Task: Please continue the nvme-tcp patch message from the point where it stops. Write the part that comes next.

[PATCH 6.4 036/206] nvme-tcp: fix potential unbalanced freeze & unfreeze

Greg Kroah-Hartman <gregkh@xxxxxxxxxxxxxxxxxxx> · Sun, 13 Aug 2023 23:16:46 +0200

From: Ming Lei <ming.lei@xxxxxxxxxx>

commit 99dc264014d5aed66ee37ddf136a38b5a2b1b529 upstream.

Move start_freeze into nvme_tcp_configure_io_queues(), and there is
at least two benefits:

1) fix unbalanced freeze and unfreeze, since re-connection work may
fail or be broken by removal

2) IO during error recovery can be failfast quickly because nvme fabrics
unquiesces queues after teardown.

One side-effect is that !mpath request may timeout during connecting
because of queue topo change, but that looks not one big deal:

1) same problem exists with current code base

2) compared with !mpath, mpath use case is dominant

Fixes: 2875b0aecabe ("nvme-tcp: fix controller reset hang during traffic")
Cc: stable@xxxxxxxxxxxxxxx
Signed-off-by: Ming Lei <ming.lei@xxxxxxxxxx>
Tested-by: Yi Zhang <yi.zhang@xxxxxxxxxx>
Reviewed-by: Sagi Grimberg <sagi@xxxxxxxxxxx>
Signed-off-by: Keith Busch <kbusch@xxxxxxxxxx>
Signed-off-by: Greg Kroah-Hartman <gregkh@xxxxxxxxxxxxxxxxxxx>
---
 drivers/nvme/host/tcp.c |    3 ++-
 1 file changed, 2 insertions(+), 1 deletion(-)

(Object location annotation data)
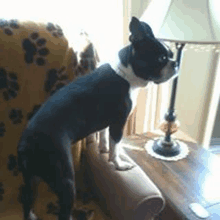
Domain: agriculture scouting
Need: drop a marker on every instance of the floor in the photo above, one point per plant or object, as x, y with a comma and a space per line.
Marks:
15, 213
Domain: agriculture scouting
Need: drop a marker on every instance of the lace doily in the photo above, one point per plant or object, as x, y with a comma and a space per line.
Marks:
184, 151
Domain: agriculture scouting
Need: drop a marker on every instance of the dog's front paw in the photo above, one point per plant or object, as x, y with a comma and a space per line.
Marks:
103, 148
32, 216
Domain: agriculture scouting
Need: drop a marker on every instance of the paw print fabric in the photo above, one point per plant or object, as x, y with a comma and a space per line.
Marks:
35, 61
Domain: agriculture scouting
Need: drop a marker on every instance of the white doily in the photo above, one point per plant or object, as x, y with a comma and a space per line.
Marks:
184, 151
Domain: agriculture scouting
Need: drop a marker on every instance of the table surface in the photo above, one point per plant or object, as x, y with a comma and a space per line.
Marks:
195, 179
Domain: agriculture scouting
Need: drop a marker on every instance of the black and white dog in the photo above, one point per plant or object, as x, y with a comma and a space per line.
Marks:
103, 99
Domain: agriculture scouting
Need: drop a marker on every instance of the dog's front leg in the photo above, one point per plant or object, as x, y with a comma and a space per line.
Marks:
117, 154
104, 140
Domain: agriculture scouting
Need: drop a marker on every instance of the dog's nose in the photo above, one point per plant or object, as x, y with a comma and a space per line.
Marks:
175, 64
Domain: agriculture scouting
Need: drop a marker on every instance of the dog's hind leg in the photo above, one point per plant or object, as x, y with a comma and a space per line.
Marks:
59, 175
28, 196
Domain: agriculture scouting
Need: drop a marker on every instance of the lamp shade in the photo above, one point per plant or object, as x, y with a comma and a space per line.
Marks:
186, 21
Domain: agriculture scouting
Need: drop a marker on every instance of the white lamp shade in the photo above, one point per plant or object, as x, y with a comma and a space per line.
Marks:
187, 21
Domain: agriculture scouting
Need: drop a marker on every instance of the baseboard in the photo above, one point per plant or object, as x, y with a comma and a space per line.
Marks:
215, 142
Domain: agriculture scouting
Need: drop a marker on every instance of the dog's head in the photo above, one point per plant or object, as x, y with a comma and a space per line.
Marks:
150, 59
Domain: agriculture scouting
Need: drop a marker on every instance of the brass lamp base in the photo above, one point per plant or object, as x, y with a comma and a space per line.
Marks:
166, 149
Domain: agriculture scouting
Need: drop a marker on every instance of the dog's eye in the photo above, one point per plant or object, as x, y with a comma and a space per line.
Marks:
162, 59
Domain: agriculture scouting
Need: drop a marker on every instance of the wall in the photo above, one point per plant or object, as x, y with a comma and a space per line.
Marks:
216, 129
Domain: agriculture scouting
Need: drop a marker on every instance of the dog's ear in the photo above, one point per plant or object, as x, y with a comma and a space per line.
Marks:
139, 30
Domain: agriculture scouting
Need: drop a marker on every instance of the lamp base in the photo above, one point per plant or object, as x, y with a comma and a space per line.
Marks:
165, 151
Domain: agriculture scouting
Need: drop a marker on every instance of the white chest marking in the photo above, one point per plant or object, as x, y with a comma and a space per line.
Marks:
136, 83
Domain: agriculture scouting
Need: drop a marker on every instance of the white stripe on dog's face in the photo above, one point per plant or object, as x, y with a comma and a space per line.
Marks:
127, 73
135, 82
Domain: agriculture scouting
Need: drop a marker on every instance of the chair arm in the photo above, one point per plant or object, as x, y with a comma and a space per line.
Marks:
129, 195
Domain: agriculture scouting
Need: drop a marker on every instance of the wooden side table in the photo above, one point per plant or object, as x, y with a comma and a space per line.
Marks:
195, 179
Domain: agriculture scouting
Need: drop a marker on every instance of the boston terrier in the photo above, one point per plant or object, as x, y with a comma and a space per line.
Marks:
100, 100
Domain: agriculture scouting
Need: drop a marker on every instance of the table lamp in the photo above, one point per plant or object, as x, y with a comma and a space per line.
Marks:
180, 22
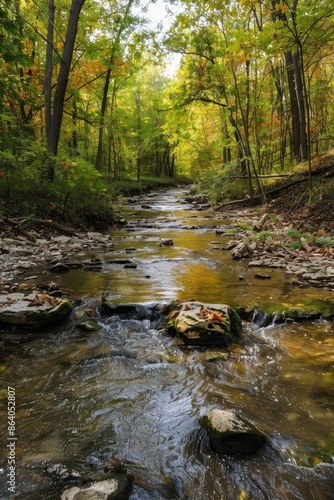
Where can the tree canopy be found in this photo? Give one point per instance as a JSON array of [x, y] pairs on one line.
[[85, 97]]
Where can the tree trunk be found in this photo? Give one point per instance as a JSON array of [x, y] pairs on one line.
[[301, 105], [103, 112], [48, 69]]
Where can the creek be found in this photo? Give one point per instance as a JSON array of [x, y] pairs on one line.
[[133, 391]]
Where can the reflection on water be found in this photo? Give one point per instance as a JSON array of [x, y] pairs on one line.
[[133, 391]]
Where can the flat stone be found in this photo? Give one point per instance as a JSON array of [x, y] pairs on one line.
[[204, 324], [230, 433], [34, 309], [98, 491]]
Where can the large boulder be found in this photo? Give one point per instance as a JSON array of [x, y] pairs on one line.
[[230, 433], [204, 324], [36, 309]]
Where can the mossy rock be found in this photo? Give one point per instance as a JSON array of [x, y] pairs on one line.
[[230, 433], [204, 324], [276, 312], [35, 309]]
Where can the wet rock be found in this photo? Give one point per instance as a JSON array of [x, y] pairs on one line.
[[166, 243], [230, 433], [204, 324], [241, 251], [139, 312], [33, 309], [98, 236], [101, 490]]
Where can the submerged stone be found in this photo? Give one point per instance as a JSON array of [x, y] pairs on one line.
[[204, 324], [114, 488], [35, 309], [230, 433]]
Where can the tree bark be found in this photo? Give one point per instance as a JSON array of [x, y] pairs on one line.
[[62, 80]]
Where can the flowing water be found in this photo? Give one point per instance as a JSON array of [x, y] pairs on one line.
[[133, 391]]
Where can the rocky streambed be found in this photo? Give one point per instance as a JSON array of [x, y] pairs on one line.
[[129, 396], [30, 263]]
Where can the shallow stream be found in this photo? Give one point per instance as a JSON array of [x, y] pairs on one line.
[[133, 391]]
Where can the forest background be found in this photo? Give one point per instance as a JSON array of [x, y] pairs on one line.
[[89, 110]]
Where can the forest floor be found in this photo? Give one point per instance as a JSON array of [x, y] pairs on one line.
[[289, 200]]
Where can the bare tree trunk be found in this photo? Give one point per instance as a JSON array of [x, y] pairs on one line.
[[103, 112], [62, 80], [48, 69]]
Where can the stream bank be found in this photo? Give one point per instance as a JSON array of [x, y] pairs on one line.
[[129, 390]]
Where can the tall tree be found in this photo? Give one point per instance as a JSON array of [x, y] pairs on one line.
[[62, 80]]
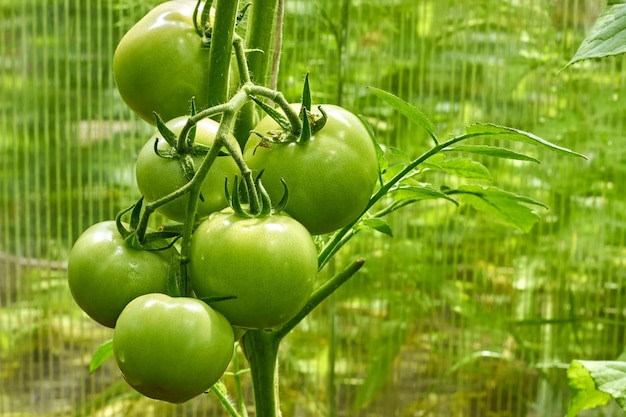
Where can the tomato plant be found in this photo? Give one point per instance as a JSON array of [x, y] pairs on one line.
[[159, 172], [330, 176], [161, 63], [105, 273], [268, 264], [171, 348], [254, 266]]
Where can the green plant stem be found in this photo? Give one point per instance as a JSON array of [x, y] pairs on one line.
[[261, 348], [320, 294], [241, 404], [259, 38], [220, 52]]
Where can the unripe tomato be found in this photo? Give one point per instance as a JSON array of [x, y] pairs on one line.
[[268, 264], [330, 177], [172, 348], [157, 176], [105, 274], [161, 63]]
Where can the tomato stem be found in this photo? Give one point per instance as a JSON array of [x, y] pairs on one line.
[[261, 348], [320, 294], [220, 52]]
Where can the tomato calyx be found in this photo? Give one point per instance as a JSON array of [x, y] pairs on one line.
[[203, 27], [240, 197], [136, 239]]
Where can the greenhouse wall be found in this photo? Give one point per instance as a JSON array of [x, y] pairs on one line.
[[454, 315]]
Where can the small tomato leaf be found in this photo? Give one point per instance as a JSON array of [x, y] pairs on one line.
[[509, 133], [406, 109], [377, 224], [169, 136], [104, 352], [493, 151], [498, 204], [422, 192], [399, 155], [462, 167], [607, 36], [586, 392]]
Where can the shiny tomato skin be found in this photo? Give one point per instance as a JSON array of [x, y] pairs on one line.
[[105, 274], [161, 63], [330, 177], [157, 176], [268, 263], [172, 348]]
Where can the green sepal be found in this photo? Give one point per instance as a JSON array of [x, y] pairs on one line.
[[169, 153], [206, 14], [120, 226], [173, 278], [277, 116], [284, 200], [318, 123], [196, 25], [266, 201], [233, 198], [306, 93], [241, 14], [189, 169], [383, 164], [169, 136], [135, 214], [305, 135]]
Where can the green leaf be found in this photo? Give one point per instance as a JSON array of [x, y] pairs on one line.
[[502, 205], [278, 117], [509, 133], [377, 224], [411, 112], [423, 192], [493, 151], [586, 392], [463, 167], [104, 352], [607, 36], [380, 154]]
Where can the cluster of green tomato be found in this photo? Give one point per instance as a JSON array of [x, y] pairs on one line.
[[259, 271]]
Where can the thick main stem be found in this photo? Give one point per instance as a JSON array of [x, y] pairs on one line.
[[261, 348], [219, 57]]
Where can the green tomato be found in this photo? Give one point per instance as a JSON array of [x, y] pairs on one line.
[[157, 176], [330, 177], [161, 63], [268, 264], [172, 349], [105, 274]]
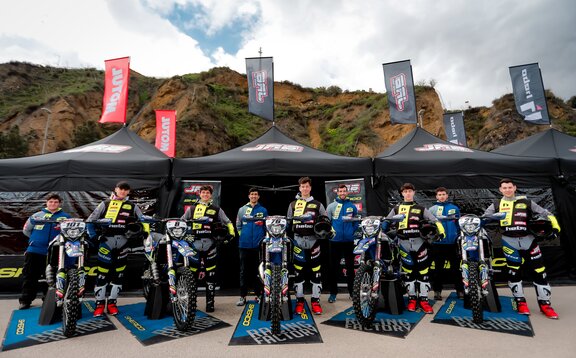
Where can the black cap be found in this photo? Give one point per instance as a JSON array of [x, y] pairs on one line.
[[123, 185]]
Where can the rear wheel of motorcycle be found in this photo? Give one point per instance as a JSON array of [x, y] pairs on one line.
[[71, 305], [184, 309], [276, 299], [475, 293], [364, 303]]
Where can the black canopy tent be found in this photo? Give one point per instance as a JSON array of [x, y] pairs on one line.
[[95, 166], [83, 176], [428, 161], [273, 162], [554, 144], [472, 177]]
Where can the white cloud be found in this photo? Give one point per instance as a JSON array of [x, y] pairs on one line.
[[465, 46]]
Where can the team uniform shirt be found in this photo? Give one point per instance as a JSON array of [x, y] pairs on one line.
[[40, 235], [251, 232], [343, 230], [451, 227]]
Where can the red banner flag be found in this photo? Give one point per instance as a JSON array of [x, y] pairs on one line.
[[115, 100], [166, 132]]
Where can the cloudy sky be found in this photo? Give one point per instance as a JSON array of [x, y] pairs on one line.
[[465, 46]]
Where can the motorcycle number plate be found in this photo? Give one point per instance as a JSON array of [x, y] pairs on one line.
[[183, 248], [74, 248], [470, 243], [275, 246], [364, 245]]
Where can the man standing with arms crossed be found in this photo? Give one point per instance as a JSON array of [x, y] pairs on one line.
[[251, 235], [342, 243], [306, 245], [520, 246], [445, 252]]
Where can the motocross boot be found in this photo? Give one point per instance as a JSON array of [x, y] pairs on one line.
[[299, 306], [522, 307], [316, 308], [210, 292], [411, 304], [547, 310], [425, 306], [99, 310], [112, 308]]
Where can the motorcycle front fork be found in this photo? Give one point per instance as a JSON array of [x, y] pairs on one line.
[[62, 277], [483, 276]]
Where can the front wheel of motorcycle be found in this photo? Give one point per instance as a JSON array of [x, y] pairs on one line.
[[147, 282], [276, 299], [71, 304], [184, 309], [363, 300], [475, 293]]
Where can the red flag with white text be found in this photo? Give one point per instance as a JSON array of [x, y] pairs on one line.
[[115, 100], [166, 132]]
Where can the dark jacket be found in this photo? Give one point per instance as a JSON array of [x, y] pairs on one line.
[[343, 230]]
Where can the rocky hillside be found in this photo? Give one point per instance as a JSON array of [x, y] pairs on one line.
[[212, 113]]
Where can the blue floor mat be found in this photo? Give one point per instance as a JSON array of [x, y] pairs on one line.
[[384, 323], [508, 321], [149, 332], [252, 331], [23, 329]]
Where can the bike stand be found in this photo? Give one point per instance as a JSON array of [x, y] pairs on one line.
[[391, 298], [50, 313], [264, 313], [157, 303], [491, 302]]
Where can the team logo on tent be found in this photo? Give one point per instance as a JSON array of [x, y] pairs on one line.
[[441, 147], [100, 148], [274, 147]]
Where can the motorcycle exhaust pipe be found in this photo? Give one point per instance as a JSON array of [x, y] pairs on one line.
[[261, 271]]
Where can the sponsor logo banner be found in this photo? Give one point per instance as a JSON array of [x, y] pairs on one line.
[[252, 331], [529, 93], [100, 148], [24, 331], [166, 132], [260, 74], [441, 147], [190, 193], [356, 192], [400, 89], [454, 128], [385, 323], [508, 321], [149, 332], [115, 100], [274, 147]]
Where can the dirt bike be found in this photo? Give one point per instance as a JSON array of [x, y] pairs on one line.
[[168, 272], [475, 248], [375, 268], [273, 270], [67, 252]]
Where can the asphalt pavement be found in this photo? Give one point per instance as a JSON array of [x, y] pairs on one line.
[[553, 338]]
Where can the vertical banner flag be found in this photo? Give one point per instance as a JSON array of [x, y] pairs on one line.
[[190, 193], [400, 89], [115, 100], [529, 93], [166, 132], [260, 73], [454, 128], [356, 192]]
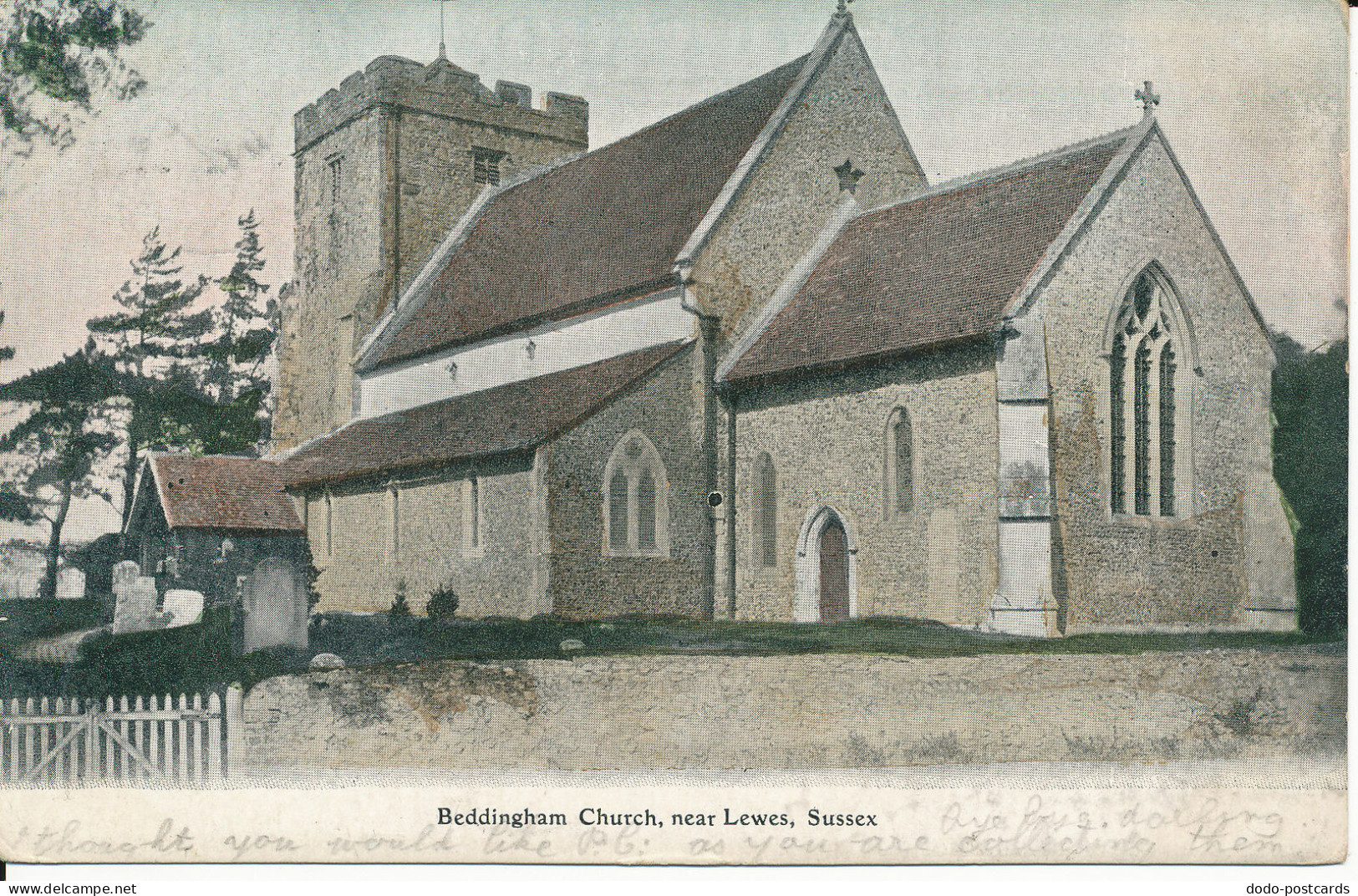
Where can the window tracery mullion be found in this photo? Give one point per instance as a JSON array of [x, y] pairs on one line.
[[1129, 426], [633, 509], [1153, 425]]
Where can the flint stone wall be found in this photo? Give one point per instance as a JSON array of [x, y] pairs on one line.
[[599, 713]]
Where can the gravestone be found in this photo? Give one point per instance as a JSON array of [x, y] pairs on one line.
[[182, 606], [69, 584], [135, 599], [275, 604]]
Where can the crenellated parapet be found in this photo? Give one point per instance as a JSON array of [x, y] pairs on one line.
[[441, 89]]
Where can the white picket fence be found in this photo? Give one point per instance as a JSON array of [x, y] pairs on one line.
[[69, 741]]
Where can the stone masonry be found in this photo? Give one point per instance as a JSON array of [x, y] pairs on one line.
[[1234, 550], [807, 711], [384, 170], [826, 439]]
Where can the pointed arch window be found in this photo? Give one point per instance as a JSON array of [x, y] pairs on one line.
[[899, 481], [1144, 402], [636, 508], [765, 511]]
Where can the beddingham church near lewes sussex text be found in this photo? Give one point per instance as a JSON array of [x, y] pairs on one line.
[[749, 363]]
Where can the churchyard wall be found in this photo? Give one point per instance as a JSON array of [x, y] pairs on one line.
[[827, 440], [800, 711], [1231, 550]]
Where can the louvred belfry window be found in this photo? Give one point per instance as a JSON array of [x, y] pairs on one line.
[[765, 511], [1144, 354]]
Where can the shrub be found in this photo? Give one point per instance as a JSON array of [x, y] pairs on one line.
[[443, 603], [399, 607]]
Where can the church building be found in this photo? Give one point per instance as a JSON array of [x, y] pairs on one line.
[[749, 363]]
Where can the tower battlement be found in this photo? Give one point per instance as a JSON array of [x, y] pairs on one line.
[[441, 89]]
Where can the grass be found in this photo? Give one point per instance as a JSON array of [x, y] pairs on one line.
[[199, 657], [33, 619], [365, 639]]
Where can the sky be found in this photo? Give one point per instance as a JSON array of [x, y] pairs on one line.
[[1254, 101]]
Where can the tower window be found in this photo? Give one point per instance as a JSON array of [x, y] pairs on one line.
[[485, 165]]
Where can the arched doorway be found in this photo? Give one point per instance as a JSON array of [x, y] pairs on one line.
[[834, 573], [826, 581]]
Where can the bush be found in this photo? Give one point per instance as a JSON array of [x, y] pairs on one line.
[[443, 603], [399, 607], [1310, 463]]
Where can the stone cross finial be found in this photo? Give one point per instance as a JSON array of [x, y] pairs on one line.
[[443, 49], [1149, 98], [849, 176]]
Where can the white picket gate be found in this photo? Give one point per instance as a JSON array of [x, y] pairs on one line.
[[67, 741]]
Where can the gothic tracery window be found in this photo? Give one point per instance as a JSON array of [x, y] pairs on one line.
[[901, 463], [636, 504], [1142, 400]]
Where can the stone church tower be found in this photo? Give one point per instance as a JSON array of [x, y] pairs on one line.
[[384, 167]]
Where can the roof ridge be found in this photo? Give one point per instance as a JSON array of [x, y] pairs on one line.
[[811, 65], [1010, 169], [315, 470], [409, 303], [845, 212], [708, 101]]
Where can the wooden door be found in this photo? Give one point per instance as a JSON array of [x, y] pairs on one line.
[[834, 573]]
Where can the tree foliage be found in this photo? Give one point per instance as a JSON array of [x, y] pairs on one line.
[[58, 59], [64, 448], [1310, 465], [238, 352], [150, 344]]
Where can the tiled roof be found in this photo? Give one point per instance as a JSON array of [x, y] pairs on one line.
[[497, 421], [929, 271], [593, 230], [223, 493]]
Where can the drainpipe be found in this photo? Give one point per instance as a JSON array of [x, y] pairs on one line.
[[708, 330]]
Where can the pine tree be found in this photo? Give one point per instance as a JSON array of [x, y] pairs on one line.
[[58, 59], [245, 332], [152, 344], [65, 448]]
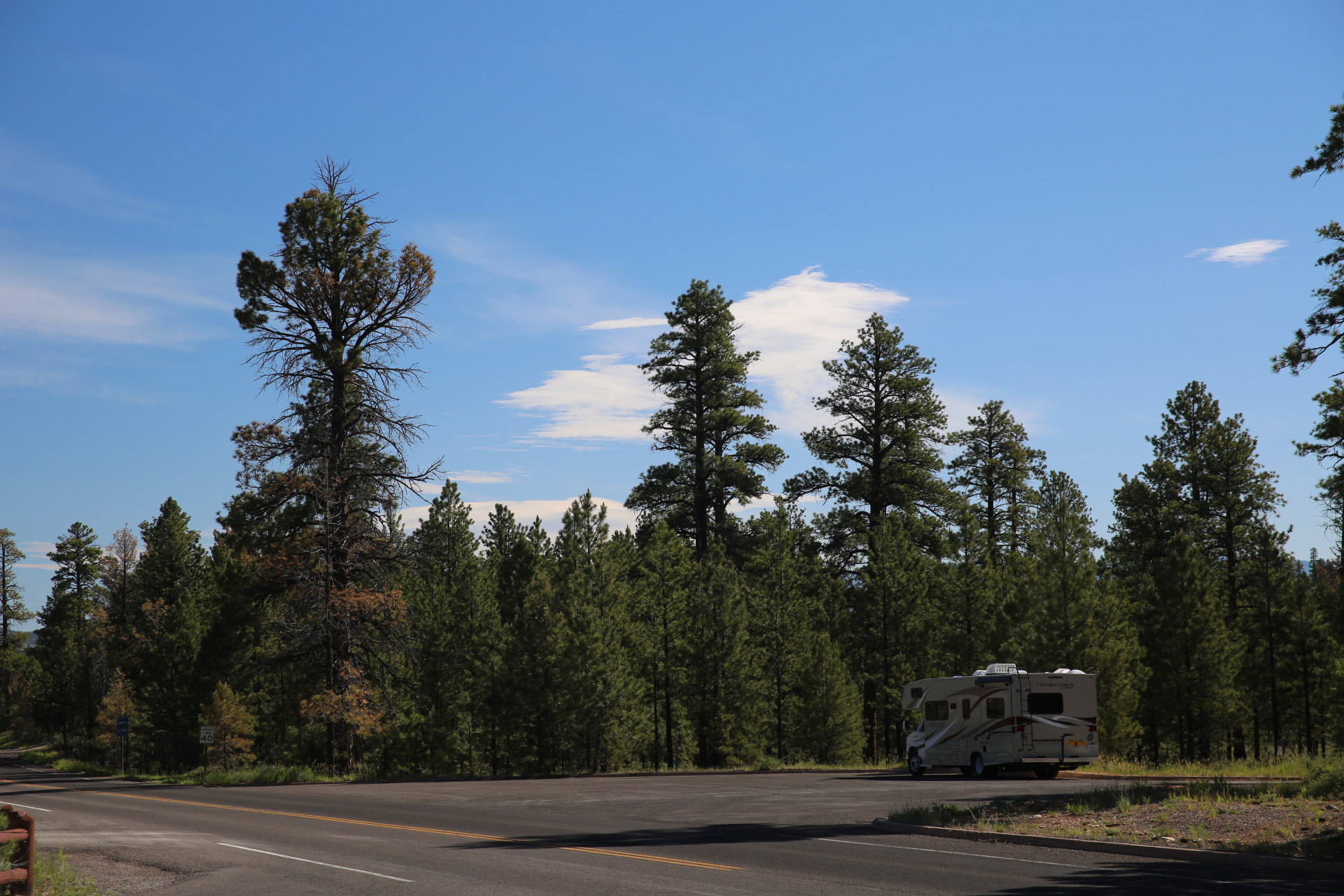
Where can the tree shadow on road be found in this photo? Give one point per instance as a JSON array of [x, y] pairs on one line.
[[1172, 879], [691, 836]]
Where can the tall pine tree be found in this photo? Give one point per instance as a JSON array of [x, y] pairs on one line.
[[708, 422]]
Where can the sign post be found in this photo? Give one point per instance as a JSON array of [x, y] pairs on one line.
[[122, 735], [207, 736]]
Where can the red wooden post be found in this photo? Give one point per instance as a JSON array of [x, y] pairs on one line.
[[23, 830]]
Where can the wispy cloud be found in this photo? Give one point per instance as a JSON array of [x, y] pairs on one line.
[[27, 171], [1249, 253], [470, 476], [796, 324], [552, 514], [625, 323], [526, 285], [606, 400], [100, 301]]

Solved problem:
--- a/drivers/nvme/host/tcp.c
+++ b/drivers/nvme/host/tcp.c
@@ -1909,6 +1909,7 @@ static int nvme_tcp_configure_io_queues(
 		goto out_cleanup_connect_q;
 
 	if (!new) {
+		nvme_start_freeze(ctrl);
 		nvme_unquiesce_io_queues(ctrl);
 		if (!nvme_wait_freeze_timeout(ctrl, NVME_IO_TIMEOUT)) {
 			/*
@@ -1917,6 +1918,7 @@ static int nvme_tcp_configure_io_queues(
 			 * to be safe.
 			 */
 			ret = -ENODEV;
+			nvme_unfreeze(ctrl);
 			goto out_wait_freeze_timed_out;
 		}
 		blk_mq_update_nr_hw_queues(ctrl->tagset,
@@ -2021,7 +2023,6 @@ static void nvme_tcp_teardown_io_queues(
 	if (ctrl->queue_count <= 1)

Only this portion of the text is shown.